* _About this exercise_: Everything from the line containing "occurrence of vegetation." down to the last line of the entries below must be transcribed exactly, and nothing else.

* _Entries provided_:
* * * * * * *
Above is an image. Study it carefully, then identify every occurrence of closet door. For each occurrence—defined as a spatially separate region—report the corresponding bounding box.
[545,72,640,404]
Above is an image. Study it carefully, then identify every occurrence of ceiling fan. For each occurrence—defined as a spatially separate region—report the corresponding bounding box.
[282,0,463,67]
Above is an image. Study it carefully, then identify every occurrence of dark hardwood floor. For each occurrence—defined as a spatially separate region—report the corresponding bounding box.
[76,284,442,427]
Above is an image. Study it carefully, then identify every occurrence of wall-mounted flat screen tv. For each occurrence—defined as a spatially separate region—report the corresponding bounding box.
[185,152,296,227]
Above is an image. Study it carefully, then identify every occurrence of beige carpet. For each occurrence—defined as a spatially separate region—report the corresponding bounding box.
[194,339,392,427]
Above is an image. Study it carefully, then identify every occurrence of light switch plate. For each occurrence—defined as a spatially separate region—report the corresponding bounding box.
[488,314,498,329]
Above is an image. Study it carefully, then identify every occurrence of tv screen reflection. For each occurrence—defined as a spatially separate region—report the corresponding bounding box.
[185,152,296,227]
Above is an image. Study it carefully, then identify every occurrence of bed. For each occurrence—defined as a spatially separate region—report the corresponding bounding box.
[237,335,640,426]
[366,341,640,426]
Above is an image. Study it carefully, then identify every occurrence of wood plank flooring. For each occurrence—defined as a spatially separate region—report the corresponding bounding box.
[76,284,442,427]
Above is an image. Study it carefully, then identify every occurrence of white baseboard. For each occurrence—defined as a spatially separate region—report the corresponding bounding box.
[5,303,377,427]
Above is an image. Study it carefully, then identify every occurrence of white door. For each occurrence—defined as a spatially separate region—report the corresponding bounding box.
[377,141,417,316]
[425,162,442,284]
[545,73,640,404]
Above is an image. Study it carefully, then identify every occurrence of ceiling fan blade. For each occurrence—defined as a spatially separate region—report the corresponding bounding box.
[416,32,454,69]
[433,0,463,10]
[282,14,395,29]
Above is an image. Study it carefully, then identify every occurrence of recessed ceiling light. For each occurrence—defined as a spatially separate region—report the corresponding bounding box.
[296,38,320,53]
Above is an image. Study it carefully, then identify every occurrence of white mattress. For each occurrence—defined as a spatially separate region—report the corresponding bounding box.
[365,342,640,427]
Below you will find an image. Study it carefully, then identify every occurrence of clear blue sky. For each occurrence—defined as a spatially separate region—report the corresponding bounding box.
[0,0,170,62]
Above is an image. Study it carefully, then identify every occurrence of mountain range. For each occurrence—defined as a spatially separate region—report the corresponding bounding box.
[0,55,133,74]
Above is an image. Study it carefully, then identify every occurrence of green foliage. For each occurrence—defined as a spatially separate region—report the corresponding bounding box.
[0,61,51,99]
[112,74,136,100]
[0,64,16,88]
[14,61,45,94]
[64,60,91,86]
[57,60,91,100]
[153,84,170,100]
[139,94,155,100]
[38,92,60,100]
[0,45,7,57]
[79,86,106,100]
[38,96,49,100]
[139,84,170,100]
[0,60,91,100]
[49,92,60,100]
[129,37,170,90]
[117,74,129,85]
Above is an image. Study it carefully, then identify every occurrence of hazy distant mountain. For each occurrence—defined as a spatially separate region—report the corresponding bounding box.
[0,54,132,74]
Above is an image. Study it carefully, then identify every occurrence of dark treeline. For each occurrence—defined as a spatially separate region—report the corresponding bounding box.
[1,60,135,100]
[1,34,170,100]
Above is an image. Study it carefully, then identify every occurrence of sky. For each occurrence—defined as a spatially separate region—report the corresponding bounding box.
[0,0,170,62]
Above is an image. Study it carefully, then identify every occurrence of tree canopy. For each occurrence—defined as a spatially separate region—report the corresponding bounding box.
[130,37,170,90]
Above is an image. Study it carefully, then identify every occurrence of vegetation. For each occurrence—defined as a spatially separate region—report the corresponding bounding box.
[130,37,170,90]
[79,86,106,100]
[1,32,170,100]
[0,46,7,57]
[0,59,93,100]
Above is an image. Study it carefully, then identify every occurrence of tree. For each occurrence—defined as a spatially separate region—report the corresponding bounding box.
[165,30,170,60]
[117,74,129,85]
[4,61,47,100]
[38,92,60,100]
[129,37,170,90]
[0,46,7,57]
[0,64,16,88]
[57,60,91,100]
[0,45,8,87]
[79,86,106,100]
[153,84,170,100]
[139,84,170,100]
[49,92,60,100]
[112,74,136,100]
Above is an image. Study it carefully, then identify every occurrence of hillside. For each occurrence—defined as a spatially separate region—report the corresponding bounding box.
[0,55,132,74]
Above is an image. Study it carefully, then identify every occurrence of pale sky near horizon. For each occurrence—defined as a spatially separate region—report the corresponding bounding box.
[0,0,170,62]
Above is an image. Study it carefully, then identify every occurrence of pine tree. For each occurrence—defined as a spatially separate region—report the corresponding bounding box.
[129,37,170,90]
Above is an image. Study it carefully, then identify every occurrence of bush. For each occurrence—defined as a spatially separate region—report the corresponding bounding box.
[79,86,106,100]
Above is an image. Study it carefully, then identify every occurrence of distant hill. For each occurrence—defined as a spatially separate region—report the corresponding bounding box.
* * * * * * *
* _Finished exercise_:
Above is an image. Study it carefully, then identify every occurrence of vegetation. For each occurrence—defined as a spatially separate region—report the corresponding bounding box.
[130,37,170,90]
[79,86,106,100]
[1,32,170,100]
[0,46,7,57]
[0,59,93,100]
Above is an image. Study it carefully, then identify every occurrence of tree. For each occurrence—defined as a spatially separate region—report the corresponding bounding box.
[165,30,170,60]
[117,74,129,85]
[4,61,47,100]
[38,92,60,100]
[129,37,170,90]
[0,46,7,57]
[0,64,16,88]
[57,60,91,100]
[0,45,8,87]
[79,86,106,100]
[153,84,170,100]
[139,84,170,100]
[49,92,60,100]
[112,74,136,100]
Above is an image. Study it carefully, then identify every occurrence of hillside. For each occurrence—defined as a spatially separate region—report the corresponding bounding box.
[0,55,132,74]
Above is an image. Study it carefully, then identify every occurrence of pale sky near horizon. For each occurrence—defined as a spatially separate region—report the corresponding bounding box.
[0,0,170,62]
Above is an image. Study it carefully, then identify every occurrence of pine tree. For each occurrence—defined as a spatially separate region—report the corresponding bounding box.
[129,37,170,90]
Above is an image. Study it carefully, then identify every occurrence of bush. For each occurrence—defined as a spatially separate region—report the corresponding bounding box.
[79,86,106,100]
Above is an image. Study it carefully, then identify every occurrence of distant hill. For each occurrence—defined as a spatially separate region—report the corresponding bounding box.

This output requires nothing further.